___ Data for this exercise ___

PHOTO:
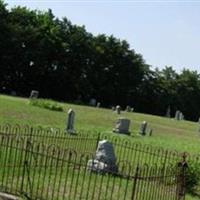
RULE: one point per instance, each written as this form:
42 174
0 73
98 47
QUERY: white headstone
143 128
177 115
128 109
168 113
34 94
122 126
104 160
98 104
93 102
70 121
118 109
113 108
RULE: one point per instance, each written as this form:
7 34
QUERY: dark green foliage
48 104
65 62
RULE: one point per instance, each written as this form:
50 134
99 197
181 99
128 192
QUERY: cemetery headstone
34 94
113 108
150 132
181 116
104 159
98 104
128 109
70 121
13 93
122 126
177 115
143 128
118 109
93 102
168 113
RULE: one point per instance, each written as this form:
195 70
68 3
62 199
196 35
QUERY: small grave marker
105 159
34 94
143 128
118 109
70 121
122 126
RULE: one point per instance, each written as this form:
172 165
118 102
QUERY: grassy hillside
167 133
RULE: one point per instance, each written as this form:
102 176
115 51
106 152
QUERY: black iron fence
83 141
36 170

___
___ Data for this exercise ___

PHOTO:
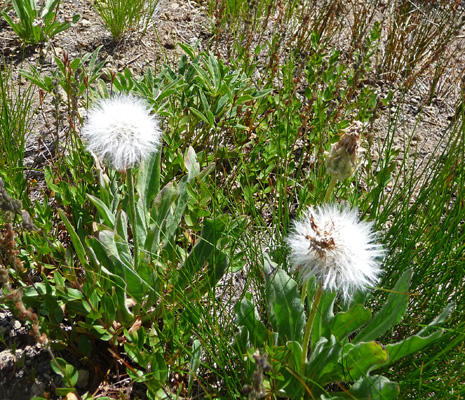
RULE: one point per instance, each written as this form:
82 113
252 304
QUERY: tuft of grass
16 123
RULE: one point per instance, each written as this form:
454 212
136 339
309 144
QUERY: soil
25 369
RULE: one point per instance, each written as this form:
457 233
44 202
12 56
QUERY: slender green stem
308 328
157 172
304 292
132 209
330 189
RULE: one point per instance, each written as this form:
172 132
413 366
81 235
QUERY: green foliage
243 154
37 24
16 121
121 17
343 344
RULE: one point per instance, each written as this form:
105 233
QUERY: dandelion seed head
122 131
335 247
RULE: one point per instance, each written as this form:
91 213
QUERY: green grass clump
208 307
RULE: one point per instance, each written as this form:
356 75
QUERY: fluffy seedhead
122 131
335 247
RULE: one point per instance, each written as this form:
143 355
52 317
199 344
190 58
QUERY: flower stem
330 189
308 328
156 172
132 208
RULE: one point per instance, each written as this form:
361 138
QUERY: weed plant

___
___ Data for this exercise ___

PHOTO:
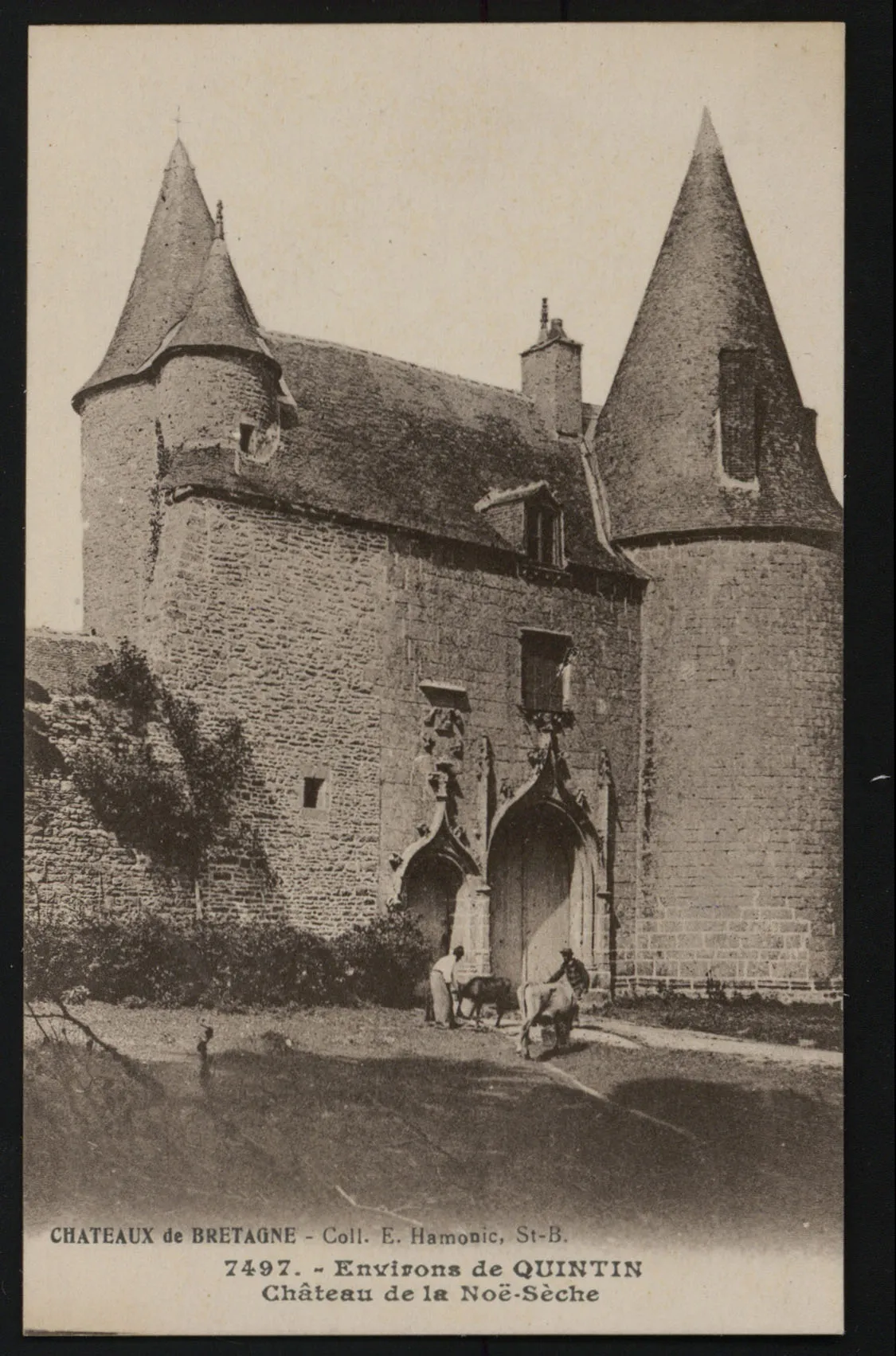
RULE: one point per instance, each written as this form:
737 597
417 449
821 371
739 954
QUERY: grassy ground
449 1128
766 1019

___

Which lines in the data above contain the string "foliage"? Copy out each of them, matching case exactly.

*Written solution*:
QUERY: dark green foliage
QUERY: green foliage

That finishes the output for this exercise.